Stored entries
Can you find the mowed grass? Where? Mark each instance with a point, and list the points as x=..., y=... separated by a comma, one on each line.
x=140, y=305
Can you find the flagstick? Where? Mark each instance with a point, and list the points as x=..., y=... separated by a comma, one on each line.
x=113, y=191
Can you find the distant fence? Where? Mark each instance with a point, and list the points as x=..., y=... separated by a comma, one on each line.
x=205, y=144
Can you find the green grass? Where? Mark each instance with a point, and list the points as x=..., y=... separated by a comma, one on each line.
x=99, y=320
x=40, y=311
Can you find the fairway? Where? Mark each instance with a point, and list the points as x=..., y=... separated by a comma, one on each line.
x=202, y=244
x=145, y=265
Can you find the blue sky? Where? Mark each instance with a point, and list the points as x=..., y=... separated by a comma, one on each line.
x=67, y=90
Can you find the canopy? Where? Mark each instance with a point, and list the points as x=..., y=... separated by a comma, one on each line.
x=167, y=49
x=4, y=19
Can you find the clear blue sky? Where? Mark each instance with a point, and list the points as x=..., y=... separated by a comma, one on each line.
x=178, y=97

Problem to work on = Nothing should be altered. Set down all the data again.

Exercise response =
Can you find the mowed grass? Where? Mark each instance with a point, and list the points as x=..., y=... separated by a comma, one on each line.
x=140, y=305
Can you find the flagstick? Where? Mark each instance with a point, and list the points as x=..., y=... separated by a comma, one on each line.
x=113, y=191
Can you find the distant fence? Where? Mark each instance with a point, and list the points as x=..., y=... separated by a comma, one on each line.
x=205, y=144
Can you find the green grass? Where? Mark each instance with a point, and list the points as x=..., y=... separated by a comma, one on each line.
x=99, y=320
x=40, y=311
Can you find the fairway? Where? Mark each instance with a point, and list the points as x=..., y=... separated by a comma, one on each line.
x=202, y=244
x=145, y=265
Can you find the blue sky? Where? Mark each instance with a point, and list the points as x=..., y=... separated by a comma, one on each line.
x=67, y=90
Can you find the canopy? Where? Mark each instance with a point, and list the points as x=..., y=... separated by a comma, one on each line.
x=167, y=49
x=4, y=19
Can you find the clear blue sky? Where? Mark each instance with a point, and list the points as x=..., y=... separated by a comma, one on each line.
x=178, y=97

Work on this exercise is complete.